***** Exercise input

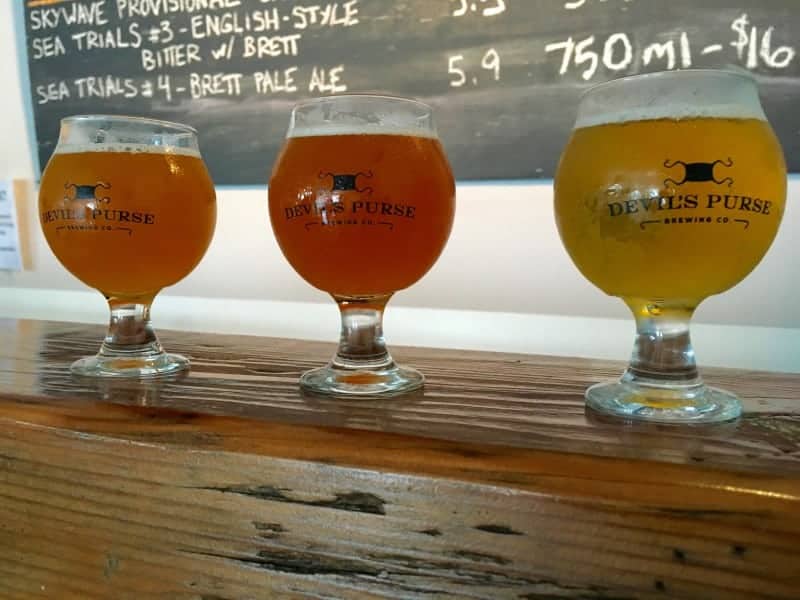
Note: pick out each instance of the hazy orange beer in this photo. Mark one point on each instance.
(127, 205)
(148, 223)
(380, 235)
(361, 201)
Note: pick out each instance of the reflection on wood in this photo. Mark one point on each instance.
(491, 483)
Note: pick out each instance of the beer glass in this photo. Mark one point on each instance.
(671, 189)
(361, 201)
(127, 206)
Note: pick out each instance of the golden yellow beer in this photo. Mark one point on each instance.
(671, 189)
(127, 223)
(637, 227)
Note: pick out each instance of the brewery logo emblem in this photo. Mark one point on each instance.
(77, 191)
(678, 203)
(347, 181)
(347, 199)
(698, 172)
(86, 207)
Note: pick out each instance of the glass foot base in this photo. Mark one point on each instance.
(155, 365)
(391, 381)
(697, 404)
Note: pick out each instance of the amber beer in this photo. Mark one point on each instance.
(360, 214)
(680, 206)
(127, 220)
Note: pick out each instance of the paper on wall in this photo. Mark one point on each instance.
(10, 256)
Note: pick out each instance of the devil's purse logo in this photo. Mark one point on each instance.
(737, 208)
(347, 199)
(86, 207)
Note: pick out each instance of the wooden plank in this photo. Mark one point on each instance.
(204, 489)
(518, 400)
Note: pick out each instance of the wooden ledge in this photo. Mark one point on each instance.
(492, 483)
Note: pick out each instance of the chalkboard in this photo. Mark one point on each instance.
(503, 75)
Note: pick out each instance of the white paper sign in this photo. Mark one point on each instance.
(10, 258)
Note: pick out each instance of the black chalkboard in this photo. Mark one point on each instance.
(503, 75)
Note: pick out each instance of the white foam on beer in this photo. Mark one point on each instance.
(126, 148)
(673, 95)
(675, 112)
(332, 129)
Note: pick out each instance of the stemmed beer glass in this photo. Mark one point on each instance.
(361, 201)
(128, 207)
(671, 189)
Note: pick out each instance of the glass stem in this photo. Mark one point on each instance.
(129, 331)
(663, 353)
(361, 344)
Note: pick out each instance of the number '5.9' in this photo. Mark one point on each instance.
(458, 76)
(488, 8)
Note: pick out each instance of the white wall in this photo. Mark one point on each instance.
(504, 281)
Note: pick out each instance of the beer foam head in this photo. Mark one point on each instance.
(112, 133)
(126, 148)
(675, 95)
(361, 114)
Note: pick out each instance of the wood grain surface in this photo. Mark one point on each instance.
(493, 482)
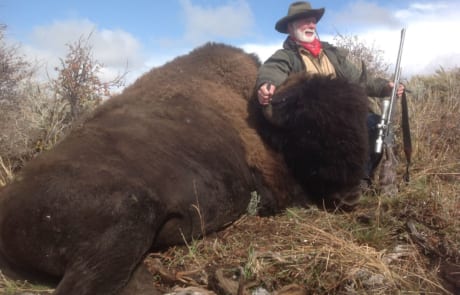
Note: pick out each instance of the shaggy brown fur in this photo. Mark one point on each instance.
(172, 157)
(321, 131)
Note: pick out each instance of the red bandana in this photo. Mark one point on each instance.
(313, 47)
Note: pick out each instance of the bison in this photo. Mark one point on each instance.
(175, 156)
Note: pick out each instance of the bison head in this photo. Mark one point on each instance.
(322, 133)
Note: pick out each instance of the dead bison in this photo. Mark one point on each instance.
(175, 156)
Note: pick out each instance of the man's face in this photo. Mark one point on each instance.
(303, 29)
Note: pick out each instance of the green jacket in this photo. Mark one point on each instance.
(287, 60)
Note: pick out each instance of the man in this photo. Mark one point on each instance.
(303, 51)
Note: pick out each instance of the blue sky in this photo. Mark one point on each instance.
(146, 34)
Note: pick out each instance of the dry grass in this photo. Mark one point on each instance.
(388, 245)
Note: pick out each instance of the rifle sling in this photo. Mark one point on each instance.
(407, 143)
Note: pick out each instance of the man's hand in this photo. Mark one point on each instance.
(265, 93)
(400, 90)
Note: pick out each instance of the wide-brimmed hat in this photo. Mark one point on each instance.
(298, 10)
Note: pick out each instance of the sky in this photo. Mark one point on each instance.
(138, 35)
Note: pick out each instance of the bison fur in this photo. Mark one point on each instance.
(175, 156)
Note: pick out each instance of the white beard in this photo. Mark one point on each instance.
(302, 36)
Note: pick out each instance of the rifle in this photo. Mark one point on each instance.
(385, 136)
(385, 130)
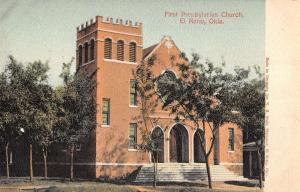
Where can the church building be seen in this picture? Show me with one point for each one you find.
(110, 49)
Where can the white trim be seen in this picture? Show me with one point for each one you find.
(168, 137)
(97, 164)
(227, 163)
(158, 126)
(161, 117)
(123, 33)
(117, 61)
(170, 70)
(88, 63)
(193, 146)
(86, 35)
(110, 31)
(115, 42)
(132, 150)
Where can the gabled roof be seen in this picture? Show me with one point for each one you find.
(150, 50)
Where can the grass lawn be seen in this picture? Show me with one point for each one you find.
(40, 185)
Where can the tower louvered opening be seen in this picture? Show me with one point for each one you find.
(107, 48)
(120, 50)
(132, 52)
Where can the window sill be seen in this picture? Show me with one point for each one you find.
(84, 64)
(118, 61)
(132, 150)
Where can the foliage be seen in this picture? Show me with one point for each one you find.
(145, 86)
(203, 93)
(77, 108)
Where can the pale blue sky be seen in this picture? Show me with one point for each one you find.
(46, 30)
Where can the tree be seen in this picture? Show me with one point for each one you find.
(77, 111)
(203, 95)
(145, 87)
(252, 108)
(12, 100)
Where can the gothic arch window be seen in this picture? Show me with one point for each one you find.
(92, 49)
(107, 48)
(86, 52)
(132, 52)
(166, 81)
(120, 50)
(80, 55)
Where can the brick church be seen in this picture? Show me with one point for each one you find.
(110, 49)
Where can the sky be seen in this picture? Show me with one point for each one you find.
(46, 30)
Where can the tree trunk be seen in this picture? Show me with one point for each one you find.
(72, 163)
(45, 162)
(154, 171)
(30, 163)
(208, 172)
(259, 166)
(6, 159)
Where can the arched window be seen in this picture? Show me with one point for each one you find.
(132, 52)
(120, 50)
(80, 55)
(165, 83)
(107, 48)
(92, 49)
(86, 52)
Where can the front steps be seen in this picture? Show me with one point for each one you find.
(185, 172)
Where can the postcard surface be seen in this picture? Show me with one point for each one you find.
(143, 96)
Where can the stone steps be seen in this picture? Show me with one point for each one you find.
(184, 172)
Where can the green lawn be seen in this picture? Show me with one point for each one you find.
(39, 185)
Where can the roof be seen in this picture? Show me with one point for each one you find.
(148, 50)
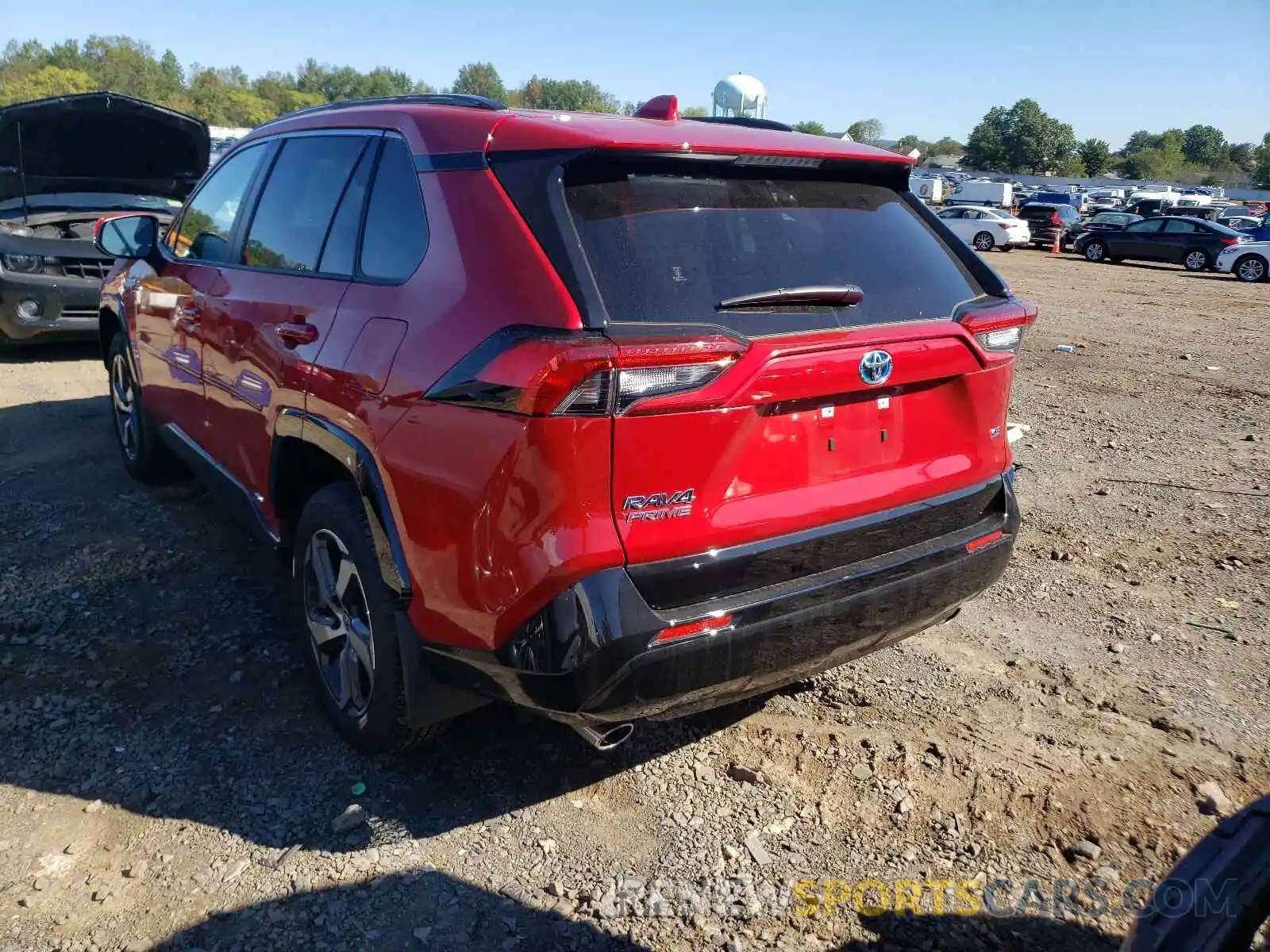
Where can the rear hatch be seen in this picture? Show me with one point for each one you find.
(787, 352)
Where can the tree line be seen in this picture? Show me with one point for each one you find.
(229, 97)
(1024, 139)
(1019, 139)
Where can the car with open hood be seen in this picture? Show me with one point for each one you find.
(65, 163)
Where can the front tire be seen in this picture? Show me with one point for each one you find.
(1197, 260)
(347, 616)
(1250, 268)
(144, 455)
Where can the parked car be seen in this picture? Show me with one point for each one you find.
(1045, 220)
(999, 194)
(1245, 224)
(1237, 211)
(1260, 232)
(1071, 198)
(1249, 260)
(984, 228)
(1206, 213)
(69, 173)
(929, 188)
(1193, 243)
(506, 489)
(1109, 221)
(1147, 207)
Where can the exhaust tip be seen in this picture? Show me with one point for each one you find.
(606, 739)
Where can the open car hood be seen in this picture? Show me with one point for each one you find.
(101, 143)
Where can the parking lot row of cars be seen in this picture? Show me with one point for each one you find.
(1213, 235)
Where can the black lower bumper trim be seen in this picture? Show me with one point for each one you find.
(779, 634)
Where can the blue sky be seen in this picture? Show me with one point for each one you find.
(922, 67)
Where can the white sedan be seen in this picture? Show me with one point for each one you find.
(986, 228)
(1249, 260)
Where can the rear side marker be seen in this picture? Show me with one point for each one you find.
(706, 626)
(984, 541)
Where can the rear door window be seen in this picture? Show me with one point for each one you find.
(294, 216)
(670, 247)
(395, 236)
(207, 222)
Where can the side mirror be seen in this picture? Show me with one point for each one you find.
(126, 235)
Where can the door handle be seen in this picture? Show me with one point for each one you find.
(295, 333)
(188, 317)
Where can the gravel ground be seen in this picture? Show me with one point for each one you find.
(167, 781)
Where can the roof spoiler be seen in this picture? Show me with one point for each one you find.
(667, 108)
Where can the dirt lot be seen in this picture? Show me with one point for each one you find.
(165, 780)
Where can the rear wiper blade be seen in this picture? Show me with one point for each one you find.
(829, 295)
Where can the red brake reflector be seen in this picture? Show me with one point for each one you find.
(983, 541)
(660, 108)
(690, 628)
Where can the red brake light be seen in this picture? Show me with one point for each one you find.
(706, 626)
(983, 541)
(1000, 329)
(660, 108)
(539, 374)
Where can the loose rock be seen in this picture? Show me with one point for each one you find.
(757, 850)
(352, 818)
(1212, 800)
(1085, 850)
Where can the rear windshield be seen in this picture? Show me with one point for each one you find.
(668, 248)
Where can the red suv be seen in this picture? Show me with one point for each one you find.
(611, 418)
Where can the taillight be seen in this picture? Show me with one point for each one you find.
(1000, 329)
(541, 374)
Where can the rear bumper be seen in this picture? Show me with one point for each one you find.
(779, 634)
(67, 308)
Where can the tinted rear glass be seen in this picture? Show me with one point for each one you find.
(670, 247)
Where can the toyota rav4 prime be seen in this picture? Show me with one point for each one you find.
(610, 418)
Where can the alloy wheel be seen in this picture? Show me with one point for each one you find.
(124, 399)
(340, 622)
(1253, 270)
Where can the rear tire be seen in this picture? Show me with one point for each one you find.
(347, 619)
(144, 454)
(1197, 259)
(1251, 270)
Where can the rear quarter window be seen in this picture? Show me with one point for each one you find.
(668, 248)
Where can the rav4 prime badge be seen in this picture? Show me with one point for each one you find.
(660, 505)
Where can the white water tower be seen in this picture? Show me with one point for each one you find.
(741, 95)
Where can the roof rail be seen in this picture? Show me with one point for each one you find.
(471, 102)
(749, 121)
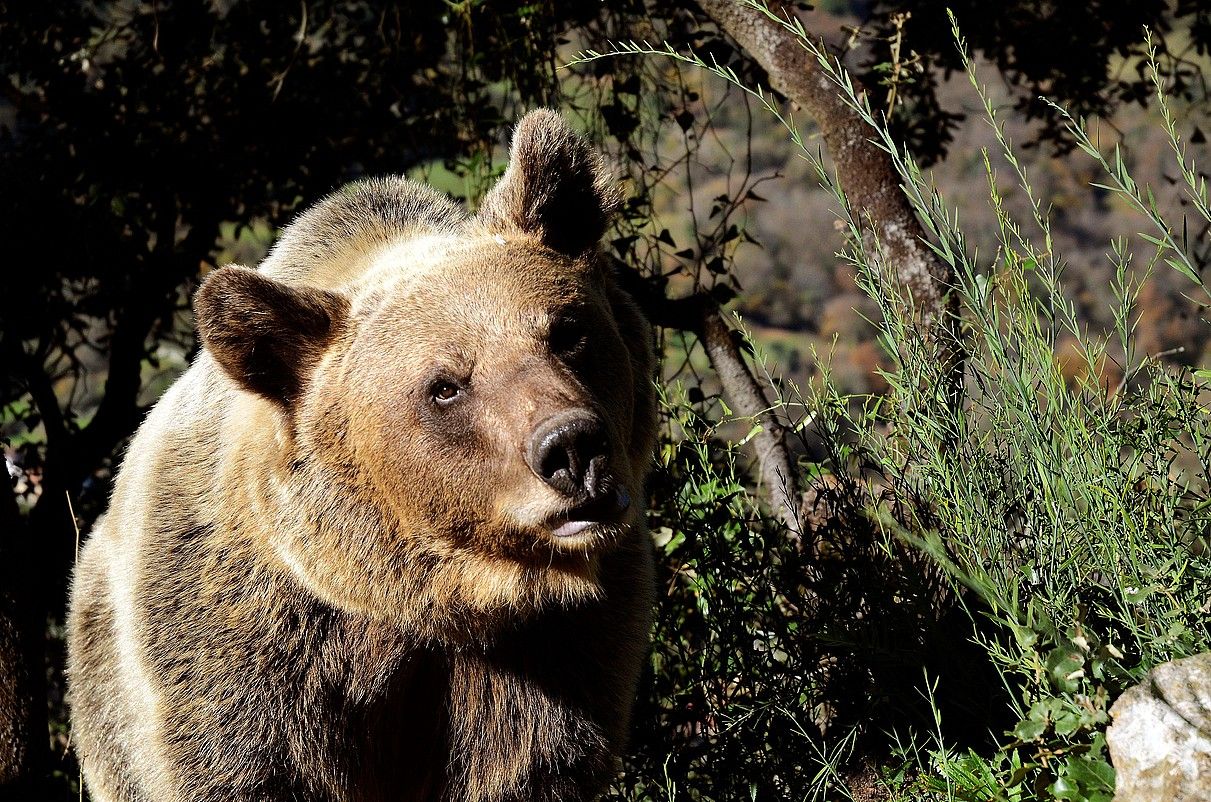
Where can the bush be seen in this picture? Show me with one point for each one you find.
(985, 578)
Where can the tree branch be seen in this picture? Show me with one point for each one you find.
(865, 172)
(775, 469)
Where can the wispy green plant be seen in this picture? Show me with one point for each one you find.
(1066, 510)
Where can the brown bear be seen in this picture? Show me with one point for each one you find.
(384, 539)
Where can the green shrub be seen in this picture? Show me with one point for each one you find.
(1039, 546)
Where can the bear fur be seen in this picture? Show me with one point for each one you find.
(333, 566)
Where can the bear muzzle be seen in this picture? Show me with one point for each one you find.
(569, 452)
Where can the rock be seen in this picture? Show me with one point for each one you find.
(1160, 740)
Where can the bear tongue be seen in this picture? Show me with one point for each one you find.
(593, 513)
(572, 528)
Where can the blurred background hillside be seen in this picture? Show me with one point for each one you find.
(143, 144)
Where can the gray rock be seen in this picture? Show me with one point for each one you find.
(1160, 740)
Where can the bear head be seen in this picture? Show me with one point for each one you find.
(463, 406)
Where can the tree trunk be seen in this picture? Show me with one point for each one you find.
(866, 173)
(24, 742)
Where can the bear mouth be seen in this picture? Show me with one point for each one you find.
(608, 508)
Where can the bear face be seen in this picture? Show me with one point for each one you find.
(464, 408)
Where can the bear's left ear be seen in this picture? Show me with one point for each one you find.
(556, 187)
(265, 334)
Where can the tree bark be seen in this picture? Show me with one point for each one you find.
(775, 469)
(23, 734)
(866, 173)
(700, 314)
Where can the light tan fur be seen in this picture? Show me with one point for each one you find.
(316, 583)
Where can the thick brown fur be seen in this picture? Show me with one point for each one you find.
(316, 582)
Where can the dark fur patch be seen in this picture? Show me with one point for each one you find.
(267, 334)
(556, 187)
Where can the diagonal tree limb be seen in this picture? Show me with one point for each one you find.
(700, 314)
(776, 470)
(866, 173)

**********

Repeat, word for word, every line from the line that contains "Where can the light" to the end of the entries; include both of those lines and no others.

Where can the light tan fur be seen in this picture? Show me with one point for each one you find.
(316, 583)
Where can the thick brown fur be seen in this picture? Show me with one point for each one you find.
(316, 582)
Where can the dark fur patch be seen in this picture? Show me with one point for each one you find.
(267, 334)
(556, 187)
Where can the diagonal tree limb be seen in this picture? Show me with one point for each one you find.
(700, 314)
(776, 470)
(866, 173)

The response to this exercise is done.